Klar sollte man das verurteilen, aber man muss es nicht ewig breittreten. Natürlich lud der Titel des Musikstücks viele Journalisten zu einer nicht sonderlich kreativen Schlagzeile ein: "Im Iran darf man nicht glücklich sein". Aber: Was so banal klingt, prägt sich beim Leser ein. Artikel über geglückte Kulturprojekte in Teheran oder glückliche Iraner hingegen gibt es kaum.
Dezidiert negative Darstellung
Auch im Kino hat die Darstellung des Iran in einem dezidiert negativen Licht Tradition. Die drei US-Produktionen "Nicht ohne meine Tochter" (1991), "300" (2007) und "Die Steinigung der Soraya M" (2008) transportierten bereits drei Schattierungen an Schwarz-Weiß-Bildern vom Iran in die westlichen Kinosäle. Mal sind Iraner erbarmungslos patriarchalische Familientyrannen, mal blutrünstig-barbarische Perserkrieger und mal im Mittelalter stecken gebliebene Fanatiker.

Gespeicherte Einträge des Datensatzes
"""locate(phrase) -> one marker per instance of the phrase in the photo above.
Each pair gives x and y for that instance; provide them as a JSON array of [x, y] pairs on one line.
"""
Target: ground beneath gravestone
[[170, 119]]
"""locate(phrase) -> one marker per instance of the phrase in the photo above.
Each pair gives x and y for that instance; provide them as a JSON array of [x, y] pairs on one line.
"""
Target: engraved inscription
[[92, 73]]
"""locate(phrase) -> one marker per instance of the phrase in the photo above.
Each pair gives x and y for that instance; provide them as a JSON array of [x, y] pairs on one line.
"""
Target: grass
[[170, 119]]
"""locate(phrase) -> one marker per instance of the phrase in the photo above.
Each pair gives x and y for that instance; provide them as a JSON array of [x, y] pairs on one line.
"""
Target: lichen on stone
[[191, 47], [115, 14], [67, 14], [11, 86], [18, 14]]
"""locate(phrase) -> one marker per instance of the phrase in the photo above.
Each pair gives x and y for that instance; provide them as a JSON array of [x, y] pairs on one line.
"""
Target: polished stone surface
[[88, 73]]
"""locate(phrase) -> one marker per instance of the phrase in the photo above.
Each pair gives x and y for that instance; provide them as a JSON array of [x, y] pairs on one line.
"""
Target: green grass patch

Arbeitsanweisungen
1. Schreib den Abschnitt aus dem Text über das Iran-Bild in westlichen Medien noch einmal ab, beginnend bei "Klar sollte man" und endend bei "stecken gebliebene Fanatiker.". Ersetze dabei "Journalisten" durch "Reporter".
2. Setz den Text über das Iran-Bild in westlichen Medien nach seinem letzten Satz fort.

Antworten je Aufgabe
1.
Klar sollte man das verurteilen, aber man muss es nicht ewig breittreten. Natürlich lud der Titel des Musikstücks viele Reporter zu einer nicht sonderlich kreativen Schlagzeile ein: "Im Iran darf man nicht glücklich sein". Aber: Was so banal klingt, prägt sich beim Leser ein. Artikel über geglückte Kulturprojekte in Teheran oder glückliche Iraner hingegen gibt es kaum.
Dezidiert negative Darstellung
Auch im Kino hat die Darstellung des Iran in einem dezidiert negativen Licht Tradition. Die drei US-Produktionen "Nicht ohne meine Tochter" (1991), "300" (2007) und "Die Steinigung der Soraya M" (2008) transportierten bereits drei Schattierungen an Schwarz-Weiß-Bildern vom Iran in die westlichen Kinosäle. Mal sind Iraner erbarmungslos patriarchalische Familientyrannen, mal blutrünstig-barbarische Perserkrieger und mal im Mittelalter stecken gebliebene Fanatiker.

2.
Über jeden Film dieser Machart wurde in den iranischen Medien berichtet – auch über den "Wüstentänzer". Oft ist dann von einem "soft war" des Westens die Rede, Verschwörungstheorien sind schnell bei der Hand. Nach der Verleihung des Oscars an das Politdrama "Argo" 2013 unternahm die Islamische Republik sogar einen Versuch, Hollywood wegen seiner Anti-Iran-Propaganda zu verklagen.
Die Kritik am Iran-"Framing" ist berechtigt und muss entlang feiner Trennlinien geäußert werden. Es geht nicht darum, Missstände zu relativieren oder zu entschuldigen.
Doch wer sich glaubwürdig für die Iraner und ihre Lebensumstände interessiert, hilft ihnen nicht damit, ihr Land immer nur schwarzzumalen. Das gilt auch für einen Regisseur, der ein dramatisches Schicksal auf die Leinwand bringen will.